Please lay out the records below as a JSON list of strings, one string per line, with blank lines and the pictures left out.
* * *
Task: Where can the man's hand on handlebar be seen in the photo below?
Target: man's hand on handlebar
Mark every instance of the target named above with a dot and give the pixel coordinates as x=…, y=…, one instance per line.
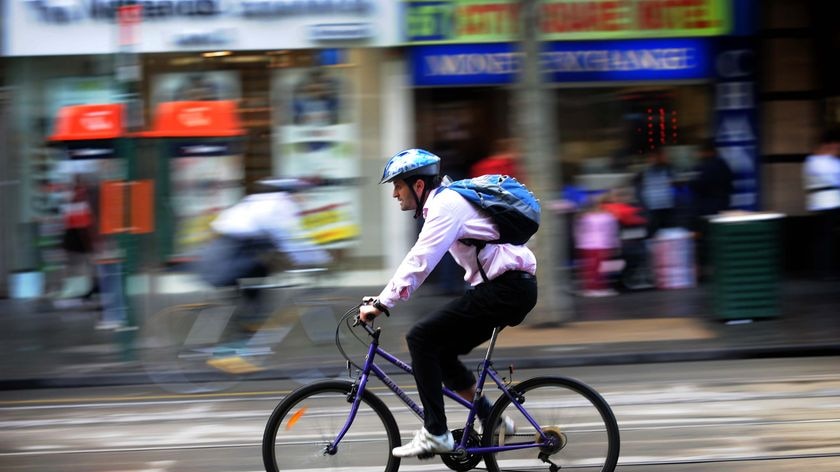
x=370, y=309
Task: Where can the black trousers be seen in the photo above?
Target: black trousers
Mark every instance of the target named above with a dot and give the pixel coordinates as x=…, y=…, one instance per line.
x=436, y=341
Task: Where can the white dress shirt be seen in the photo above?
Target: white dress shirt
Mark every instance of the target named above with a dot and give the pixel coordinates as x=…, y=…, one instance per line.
x=449, y=218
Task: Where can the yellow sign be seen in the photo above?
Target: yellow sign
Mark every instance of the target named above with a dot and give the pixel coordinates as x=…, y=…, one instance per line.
x=475, y=21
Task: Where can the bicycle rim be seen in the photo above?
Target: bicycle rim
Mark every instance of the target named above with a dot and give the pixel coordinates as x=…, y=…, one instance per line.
* * *
Task solution
[
  "Task: Where can the man's hand on handlebar be seen in the photo below?",
  "Target: man's hand on handlebar",
  "Mark every instance of the target named above with a dot and give the pixel coordinates as x=…, y=…, one instance per line.",
  "x=370, y=309",
  "Task: Where can the black trousers be seen in the photo above?",
  "Target: black trousers",
  "Mark every instance of the target named above with a dot and give the pixel coordinates as x=…, y=…, one instance per line.",
  "x=436, y=341",
  "Task: Where can the white dress shirt be seen in the photo above?",
  "Target: white dress shirt",
  "Mark every instance of the target named above with a dot and give the pixel coordinates as x=…, y=…, one instance per line.",
  "x=449, y=218",
  "Task: Where can the yellow sign be seen in the photo above?",
  "Target: yellow sign",
  "Mark every instance of the target named above with a dot and give the pixel coordinates as x=…, y=…, one instance per line.",
  "x=475, y=21",
  "Task: Where can the bicycle rim be seen in the photo above?",
  "Target: bicycle rim",
  "Mark every instance of the target named above with a dot and give the pixel coordinates as x=…, y=…, one instance per line."
]